WRITTEN TASK: Convert the material below into a JSON list of strings with one string per line, leaving out blank lines and the pictures.

— Start of ENTRIES SHOWN —

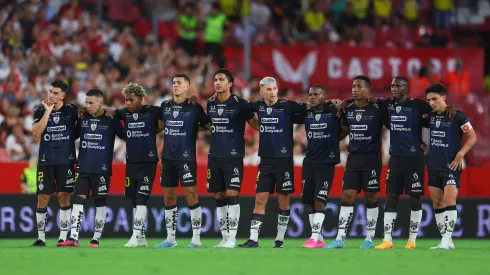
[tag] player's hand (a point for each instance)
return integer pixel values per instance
(457, 162)
(192, 99)
(110, 112)
(451, 111)
(48, 107)
(82, 111)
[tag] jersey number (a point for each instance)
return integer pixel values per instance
(40, 176)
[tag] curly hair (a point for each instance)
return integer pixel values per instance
(134, 88)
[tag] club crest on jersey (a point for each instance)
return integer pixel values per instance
(358, 117)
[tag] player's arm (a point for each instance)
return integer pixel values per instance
(41, 117)
(469, 141)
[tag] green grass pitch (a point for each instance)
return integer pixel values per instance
(469, 257)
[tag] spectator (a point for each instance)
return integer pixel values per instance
(443, 10)
(214, 34)
(459, 80)
(187, 25)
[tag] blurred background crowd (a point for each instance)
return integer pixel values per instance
(108, 43)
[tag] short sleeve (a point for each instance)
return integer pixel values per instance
(463, 122)
(38, 114)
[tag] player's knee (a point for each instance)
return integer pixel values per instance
(100, 202)
(415, 203)
(141, 200)
(42, 200)
(233, 200)
(220, 195)
(78, 200)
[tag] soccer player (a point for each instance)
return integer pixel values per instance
(276, 171)
(142, 123)
(182, 120)
(364, 121)
(228, 114)
(445, 160)
(406, 167)
(94, 167)
(323, 132)
(55, 124)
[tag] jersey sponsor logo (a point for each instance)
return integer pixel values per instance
(466, 127)
(175, 123)
(56, 128)
(219, 120)
(92, 136)
(318, 126)
(266, 120)
(358, 127)
(398, 118)
(358, 117)
(136, 125)
(438, 134)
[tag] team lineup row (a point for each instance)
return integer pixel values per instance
(327, 122)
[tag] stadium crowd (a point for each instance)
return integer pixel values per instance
(45, 40)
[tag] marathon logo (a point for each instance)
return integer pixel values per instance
(318, 126)
(266, 120)
(358, 127)
(175, 123)
(398, 118)
(136, 125)
(92, 136)
(57, 128)
(220, 120)
(438, 134)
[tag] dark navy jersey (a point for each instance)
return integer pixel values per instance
(323, 134)
(276, 127)
(97, 143)
(228, 120)
(141, 129)
(181, 127)
(405, 125)
(58, 139)
(365, 125)
(445, 138)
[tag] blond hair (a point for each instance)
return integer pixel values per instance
(134, 88)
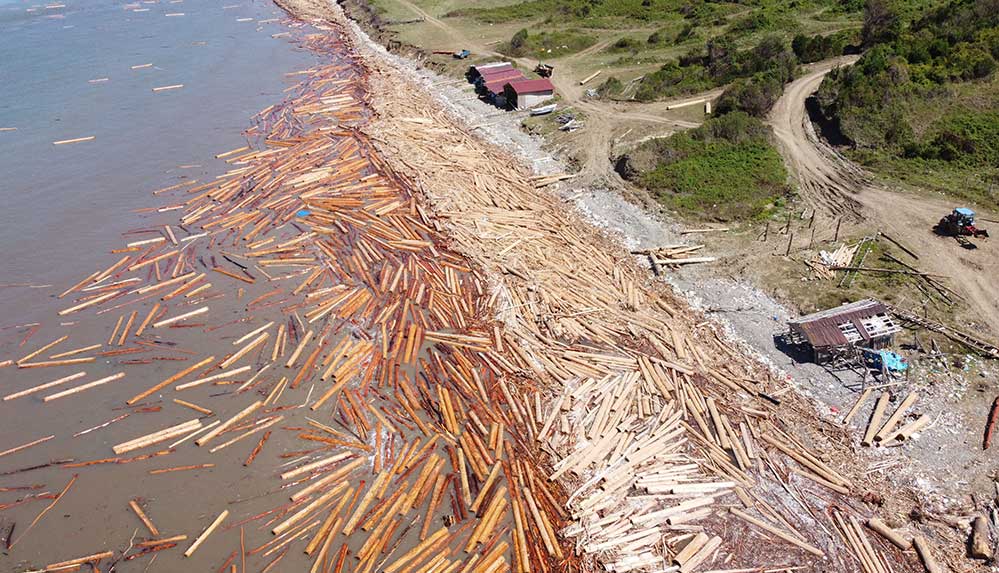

— End of ENTRIES SHOWN —

FINISHED ANSWER:
[
  "[tag] player's hand (a point for each instance)",
  "return integer pixel values per instance",
  "(457, 162)",
  "(192, 99)",
  "(110, 112)",
  "(451, 111)",
  "(48, 107)",
  "(82, 111)",
  "[tag] jersey number (a point for each instance)",
  "return integer pixel values per instance",
  "(40, 176)",
  "[tag] curly hair (a point for each instance)",
  "return integer pixel values per instance",
  "(134, 88)",
  "[tag] club crest on jersey (a point for each instance)",
  "return integer pixel values per instance",
  "(358, 117)",
  "[tag] player's arm (a point for each instance)",
  "return integer pixel values per instance",
  "(41, 117)",
  "(469, 141)",
  "[tag] green grass pitch (a point for each instance)",
  "return integer pixel values per instance",
  "(469, 257)",
  "[tag] spectator (a point for each instance)",
  "return integer pixel values per instance",
  "(443, 10)",
  "(214, 34)",
  "(459, 80)",
  "(187, 25)",
  "[tag] blurred background crowd (a point for each instance)",
  "return integer pixel values per instance",
  "(108, 43)",
  "[tag] short sleeve (a point for each instance)",
  "return integer pixel values per instance",
  "(463, 122)",
  "(38, 114)",
  "[tag] player's knee (a point for each instance)",
  "return integer pixel values per instance",
  "(100, 202)",
  "(415, 203)",
  "(141, 200)",
  "(42, 200)",
  "(233, 200)",
  "(220, 195)",
  "(78, 200)",
  "[tag] soccer player (a point for each instance)",
  "return integer pixel values per instance",
  "(276, 171)",
  "(142, 123)",
  "(182, 120)",
  "(364, 121)",
  "(228, 114)",
  "(445, 160)",
  "(406, 167)",
  "(94, 167)",
  "(323, 132)",
  "(55, 124)",
  "[tag] jersey sponsor logo (a point for each instance)",
  "return integer pixel values per instance",
  "(466, 127)",
  "(175, 123)",
  "(56, 128)",
  "(219, 120)",
  "(92, 136)",
  "(318, 126)",
  "(266, 120)",
  "(358, 127)",
  "(398, 118)",
  "(358, 117)",
  "(136, 125)",
  "(438, 134)",
  "[tag] team lineup row (a point for each instance)",
  "return integer pixel values per instance",
  "(327, 122)",
  "[tag] stadium crowd (a point for each instance)",
  "return integer pixel values per instance",
  "(45, 40)",
  "[tag] marathon logo (a point for each instance)",
  "return integer pixel values per instance",
  "(318, 126)",
  "(266, 120)",
  "(358, 127)",
  "(175, 123)",
  "(398, 118)",
  "(136, 125)",
  "(92, 136)",
  "(57, 128)",
  "(220, 120)",
  "(438, 134)",
  "[tag] dark navy jersey (a point for each instance)",
  "return integer pixel values per instance",
  "(323, 134)",
  "(276, 127)",
  "(97, 143)",
  "(228, 120)",
  "(141, 129)",
  "(181, 127)",
  "(405, 125)",
  "(58, 139)",
  "(365, 125)",
  "(445, 138)",
  "[tag] blond hair (a point for each instance)",
  "return integer pixel values per instance",
  "(134, 88)"
]